== Alıntılanan metin ==
Fransa-Cezayir Krizi Yeni Bir Vize Savaşının Habercisi mi?
Fransa'nın Batı Sahra'daki toprak ihtilafı tartışmasına dahil olması, Cezayir'e yönelik sert vize politikaları ve Cezayir’in karşı hamleleriyle büyüyen kriz, 1968'deki Göç Anlaşması’nın iptali tartışmalarını kapsar hâle geldi. İki ülke arasındaki ilişkiler geri dönülemez bir yola mı giriyor?

Son aylardaki Fransa-Fas yakınlaşmasının ve Cezayir’de hem Cezayir hem de Fransız vatandaşlığı olan bir yazarın tutuklanmasının ardından Fransa’dan Cezayir’e gönderilen Cezayir vatandaşları, Cezayir tarafından reddedilerek Fransa’ya geri gönderildi. Bu süreçte iki ülke yetkililerinin karşılıklı olarak tonu giderek sertleşen açıklamalar yapması, gerginleşme potansiyeli olan ilişkilerin yeniden bir kriz safhasına geçtiğini gösterirken, son aylardaki karşılıklı hamleler, Fransa Cumhurbaşkanı Emmanuel Macron’un 2022’de başlattığı tarihî uzlaşı stratejisini sekteye uğratıyor. Fransa-Cezayir krizinin ana hatlarını inceliyoruz.
Batı Sahra: Krizin Arka Planında Toprak İhtilafı mı Var?
Mevcut krizin ana tetikleyicisi 30 Temmuz 2024’te Fas Kraliyet Sarayı tarafından kamuoyuyla paylaşılan bir mektup oldu. Bu mektupta Emmanuel Macron, Fransa’nın “Batı Sahra üzerindeki Fas egemenliğini” tanıdığını ilan etti. Bu bölgesel anlaşmazlık aslında yeni bir gelişme değil, on yıllardır süren bir ihtilaf. Söz konusu bölgedeki toprakların yüzde 80’ini Fas kontrol ediyor. Cezayir’in burada desteklemekte olduğu Polisario Cephesi adlı ayrılıkçı örgüt ise bağımsızlık amacıyla mücadele ediyor. Fransa, Fas’ın sunduğu özerklik planını “çatışmayı çözmenin tek yolu” fikriyle benimsemiş durumda. Birleşmiş Milletler tarafından bölgedeki statükonun resmen henüz tanınmadığı bu bölge, Fas ile Cezayir’in desteklediği Polisario Cephesi arasındaki yarım asırlık bir çatışmanın merkezi konumunda. Son dönemlerde Fas’ın bölgedeki egemenlik iddiası, Batılı ülkeler tarafından destek buluyor. 2020’de ABD Başkanı Donald Trump, İsrail ile yakınlaşması karşılığında Fas’ın bu bölge üzerindeki egemenliğini tanımıştı.

== Alıntılanan veriler ==
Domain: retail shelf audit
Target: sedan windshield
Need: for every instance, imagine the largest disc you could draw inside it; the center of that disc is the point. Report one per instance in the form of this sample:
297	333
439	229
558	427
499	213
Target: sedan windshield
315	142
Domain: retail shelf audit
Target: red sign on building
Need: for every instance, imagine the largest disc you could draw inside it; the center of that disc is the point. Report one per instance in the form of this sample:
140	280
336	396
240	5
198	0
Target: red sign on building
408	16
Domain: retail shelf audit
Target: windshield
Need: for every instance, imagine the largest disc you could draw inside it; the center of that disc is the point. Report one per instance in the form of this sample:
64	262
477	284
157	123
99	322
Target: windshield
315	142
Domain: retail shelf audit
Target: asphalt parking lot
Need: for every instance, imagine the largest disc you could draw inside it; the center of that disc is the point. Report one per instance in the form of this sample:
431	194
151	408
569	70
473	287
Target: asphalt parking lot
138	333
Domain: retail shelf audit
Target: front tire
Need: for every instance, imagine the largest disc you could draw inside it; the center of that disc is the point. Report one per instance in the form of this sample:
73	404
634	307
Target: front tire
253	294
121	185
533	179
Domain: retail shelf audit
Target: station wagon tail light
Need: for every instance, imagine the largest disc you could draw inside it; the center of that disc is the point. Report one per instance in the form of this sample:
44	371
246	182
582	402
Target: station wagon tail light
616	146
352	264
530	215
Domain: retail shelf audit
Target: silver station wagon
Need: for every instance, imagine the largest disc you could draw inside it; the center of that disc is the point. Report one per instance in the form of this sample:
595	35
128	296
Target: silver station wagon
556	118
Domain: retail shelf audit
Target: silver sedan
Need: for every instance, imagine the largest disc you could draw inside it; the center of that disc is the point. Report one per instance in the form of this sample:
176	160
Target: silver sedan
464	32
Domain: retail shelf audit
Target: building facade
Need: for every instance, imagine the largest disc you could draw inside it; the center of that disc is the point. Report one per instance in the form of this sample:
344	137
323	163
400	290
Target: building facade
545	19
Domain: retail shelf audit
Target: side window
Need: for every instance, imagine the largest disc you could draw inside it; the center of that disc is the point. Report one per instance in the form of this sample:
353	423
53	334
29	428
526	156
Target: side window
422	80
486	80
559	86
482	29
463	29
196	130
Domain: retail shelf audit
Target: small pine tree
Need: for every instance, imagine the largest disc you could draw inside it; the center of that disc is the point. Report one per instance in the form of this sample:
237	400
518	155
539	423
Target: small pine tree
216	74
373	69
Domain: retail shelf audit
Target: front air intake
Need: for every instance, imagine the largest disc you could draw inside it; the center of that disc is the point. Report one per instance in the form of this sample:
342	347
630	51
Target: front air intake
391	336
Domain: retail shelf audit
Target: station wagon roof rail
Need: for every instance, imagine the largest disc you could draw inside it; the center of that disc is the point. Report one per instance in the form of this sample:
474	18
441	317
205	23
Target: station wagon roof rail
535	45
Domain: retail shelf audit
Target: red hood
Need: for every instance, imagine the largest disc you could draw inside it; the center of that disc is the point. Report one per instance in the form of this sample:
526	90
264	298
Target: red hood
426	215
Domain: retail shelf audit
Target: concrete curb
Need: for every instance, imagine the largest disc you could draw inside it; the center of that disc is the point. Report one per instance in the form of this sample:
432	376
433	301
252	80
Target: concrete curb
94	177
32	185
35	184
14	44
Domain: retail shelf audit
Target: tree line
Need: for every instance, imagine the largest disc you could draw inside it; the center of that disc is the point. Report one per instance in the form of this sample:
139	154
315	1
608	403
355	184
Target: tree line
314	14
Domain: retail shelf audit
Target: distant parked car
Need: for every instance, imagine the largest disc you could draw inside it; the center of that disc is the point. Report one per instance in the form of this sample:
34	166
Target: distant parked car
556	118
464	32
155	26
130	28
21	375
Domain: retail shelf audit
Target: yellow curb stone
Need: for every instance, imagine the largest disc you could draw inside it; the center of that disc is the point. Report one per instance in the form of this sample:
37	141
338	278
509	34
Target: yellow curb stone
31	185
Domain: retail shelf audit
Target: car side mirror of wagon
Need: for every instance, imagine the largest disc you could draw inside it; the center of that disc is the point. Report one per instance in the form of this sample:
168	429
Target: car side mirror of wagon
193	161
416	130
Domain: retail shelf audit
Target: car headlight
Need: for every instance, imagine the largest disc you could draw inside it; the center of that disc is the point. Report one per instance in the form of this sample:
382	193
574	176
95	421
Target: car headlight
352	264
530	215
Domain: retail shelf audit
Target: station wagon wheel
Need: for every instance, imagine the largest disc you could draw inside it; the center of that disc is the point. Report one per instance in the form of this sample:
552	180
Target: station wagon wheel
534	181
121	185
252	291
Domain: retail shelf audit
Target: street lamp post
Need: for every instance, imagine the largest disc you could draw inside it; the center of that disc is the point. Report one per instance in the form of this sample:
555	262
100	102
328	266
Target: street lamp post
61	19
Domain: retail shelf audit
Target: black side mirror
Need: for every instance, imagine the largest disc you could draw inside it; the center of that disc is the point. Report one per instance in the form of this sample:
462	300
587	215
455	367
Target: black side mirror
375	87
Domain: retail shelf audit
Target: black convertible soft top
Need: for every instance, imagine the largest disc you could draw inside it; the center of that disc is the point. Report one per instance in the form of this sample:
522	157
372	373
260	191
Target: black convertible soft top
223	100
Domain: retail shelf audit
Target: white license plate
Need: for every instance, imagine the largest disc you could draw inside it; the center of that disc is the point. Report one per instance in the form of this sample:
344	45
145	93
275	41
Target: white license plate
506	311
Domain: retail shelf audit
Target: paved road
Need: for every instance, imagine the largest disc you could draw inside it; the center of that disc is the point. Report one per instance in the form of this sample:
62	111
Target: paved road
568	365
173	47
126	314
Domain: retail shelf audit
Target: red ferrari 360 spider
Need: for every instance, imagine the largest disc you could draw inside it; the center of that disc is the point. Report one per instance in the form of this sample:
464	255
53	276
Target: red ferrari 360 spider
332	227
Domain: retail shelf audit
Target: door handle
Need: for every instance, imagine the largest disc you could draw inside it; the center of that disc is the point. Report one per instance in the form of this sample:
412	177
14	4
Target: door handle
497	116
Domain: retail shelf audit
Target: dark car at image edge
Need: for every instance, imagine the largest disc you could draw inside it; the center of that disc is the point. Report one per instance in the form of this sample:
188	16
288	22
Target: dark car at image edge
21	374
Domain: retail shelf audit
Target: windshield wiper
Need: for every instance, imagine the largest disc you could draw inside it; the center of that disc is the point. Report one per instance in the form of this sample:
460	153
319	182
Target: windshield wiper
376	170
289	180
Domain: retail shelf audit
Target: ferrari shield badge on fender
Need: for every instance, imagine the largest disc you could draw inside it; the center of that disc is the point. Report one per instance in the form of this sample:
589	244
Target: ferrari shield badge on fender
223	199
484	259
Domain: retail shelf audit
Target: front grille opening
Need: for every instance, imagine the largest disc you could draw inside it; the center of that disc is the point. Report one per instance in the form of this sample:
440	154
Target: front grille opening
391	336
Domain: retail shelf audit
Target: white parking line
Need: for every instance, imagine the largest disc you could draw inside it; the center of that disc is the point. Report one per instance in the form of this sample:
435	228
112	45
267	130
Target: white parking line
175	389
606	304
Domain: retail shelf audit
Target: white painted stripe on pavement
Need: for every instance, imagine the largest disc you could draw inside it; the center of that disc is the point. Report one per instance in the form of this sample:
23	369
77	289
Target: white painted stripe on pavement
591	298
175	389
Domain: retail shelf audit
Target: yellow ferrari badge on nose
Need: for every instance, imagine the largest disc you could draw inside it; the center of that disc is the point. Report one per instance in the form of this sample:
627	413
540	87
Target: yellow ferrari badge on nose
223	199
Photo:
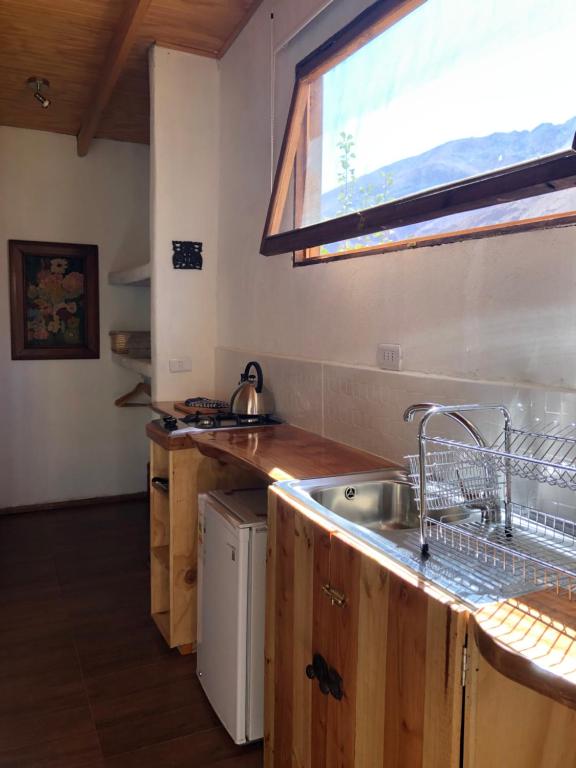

== Alıştırma görevleri ==
1. Fransa-Cezayir krizine dair metne göre aşağıdaki soruları yanıtlar mısınız?
(a) Macron'un mektubunu kamuoyuyla kim, hangi tarihte paylaştı?
(b) Batı Sahra'daki toprakların yüzde kaçını Fas kontrol ediyor?
(c) ABD Başkanı Donald Trump, Fas'ın bölge üzerindeki egemenliğini hangi yıl tanımıştı?
2. Fransa-Cezayir krizini anlatan metni iki cümleyle özetler misiniz?
3. Fransa-Cezayir krizini anlatan metni kaldığı yerden sürdürür müsünüz?

== Cevaplar ==
1.
(a) Fas Kraliyet Sarayı, 30 Temmuz 2024'te.
(b) Yüzde 80'ini.
(c) 2020'de.

2. Fransa'nın Batı Sahra'daki toprak ihtilafına dahil olması, Cezayir'e yönelik sert vize politikaları ve Cezayir'in karşı hamleleriyle büyüyen kriz, 1968 Göç Anlaşması'nın iptali tartışmalarını kapsar hâle geldi ve Macron'un 2022'de başlattığı tarihî uzlaşı stratejisini sekteye uğratıyor. Krizin ana tetikleyicisi, Macron'un Fransa'nın Batı Sahra üzerindeki Fas egemenliğini tanıdığını ilan ettiği ve 30 Temmuz 2024'te Fas Kraliyet Sarayı tarafından kamuoyuyla paylaşılan mektup oldu.

3.
Fransa’nın, Fas’ın Batı Sahra üzerindeki egemenliğini tanıması başkent Rabat’taki Fas yönetimi tarafından büyük bir diplomatik zafer olarak değerlendirilirken, Cezayir’de tarihî bir ihanet olarak algılandı. Bunun üzerine Cezayir, Paris Büyükelçisi’ni geri çağırdı ve Fransa’yı “Sahra halkına karşı uluslararası hukuku çiğnemekle” suçladı. Ayrıca, Macron’un 2024’ün Ekim ayında Fas’a yaptığı ziyaret sırasında tekrar Fas’ın Batı Sahra planına desteğini açıklaması, Cezayir’in tepkisini daha da artırdı. Bu gelişme, Fransa’ya tepkili Cezayir basını tarafından “Fransa’nın iki yüzlülüğünün kanıtı” olarak yorumlandı.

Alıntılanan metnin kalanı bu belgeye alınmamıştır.